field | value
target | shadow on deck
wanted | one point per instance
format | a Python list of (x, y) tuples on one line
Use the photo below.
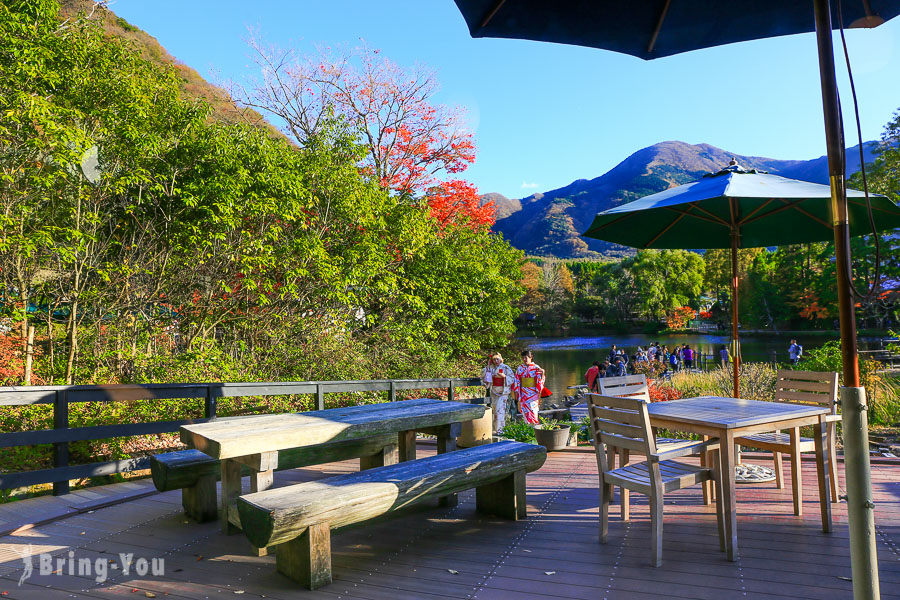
■ ■ ■ ■ ■
EXERCISE DESCRIPTION - Reproduce every line of the items above word for word, omitting the pictures.

SOLUTION FOR THIS PROBLEM -
field | value
target | shadow on deck
wanted | one point per instance
format | a Python list of (x, y) tuples on one line
Use the photo below.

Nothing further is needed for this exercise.